EXERCISE DIRECTIONS =
Pull out each line of the listing below that contains the word "Query", and copy those lines in their original order.

§ §

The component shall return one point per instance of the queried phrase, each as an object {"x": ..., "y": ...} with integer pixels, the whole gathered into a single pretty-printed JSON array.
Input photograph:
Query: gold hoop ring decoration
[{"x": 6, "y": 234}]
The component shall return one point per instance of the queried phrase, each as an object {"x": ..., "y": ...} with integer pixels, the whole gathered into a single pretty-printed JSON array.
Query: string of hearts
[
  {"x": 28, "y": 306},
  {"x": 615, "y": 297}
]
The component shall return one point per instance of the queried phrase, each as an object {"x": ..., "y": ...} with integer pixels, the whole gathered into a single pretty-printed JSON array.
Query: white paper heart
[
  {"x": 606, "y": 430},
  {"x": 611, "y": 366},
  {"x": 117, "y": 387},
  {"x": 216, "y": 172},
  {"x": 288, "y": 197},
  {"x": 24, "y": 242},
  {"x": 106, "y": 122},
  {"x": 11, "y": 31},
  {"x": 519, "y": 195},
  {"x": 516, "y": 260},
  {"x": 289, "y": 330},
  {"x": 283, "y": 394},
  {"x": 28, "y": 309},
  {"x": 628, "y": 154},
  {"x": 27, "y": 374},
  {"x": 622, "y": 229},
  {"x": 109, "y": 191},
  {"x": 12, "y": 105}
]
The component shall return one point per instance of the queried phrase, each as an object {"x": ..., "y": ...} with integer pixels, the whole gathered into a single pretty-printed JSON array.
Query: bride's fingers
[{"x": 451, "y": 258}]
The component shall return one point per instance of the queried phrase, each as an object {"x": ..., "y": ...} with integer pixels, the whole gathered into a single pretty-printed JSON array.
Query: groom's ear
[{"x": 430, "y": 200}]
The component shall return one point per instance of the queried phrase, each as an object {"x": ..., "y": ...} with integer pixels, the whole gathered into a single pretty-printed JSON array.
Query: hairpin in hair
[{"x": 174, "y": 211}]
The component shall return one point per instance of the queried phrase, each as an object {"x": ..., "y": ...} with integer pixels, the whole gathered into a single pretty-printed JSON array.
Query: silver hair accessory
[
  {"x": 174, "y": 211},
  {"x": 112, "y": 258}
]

§ §

WRITTEN RESPONSE =
Query: gold hoop ring decoration
Query: string of hearts
Query: white paper heart
Query: bride's fingers
Query: groom's ear
Query: hairpin in hair
Query: silver hair accessory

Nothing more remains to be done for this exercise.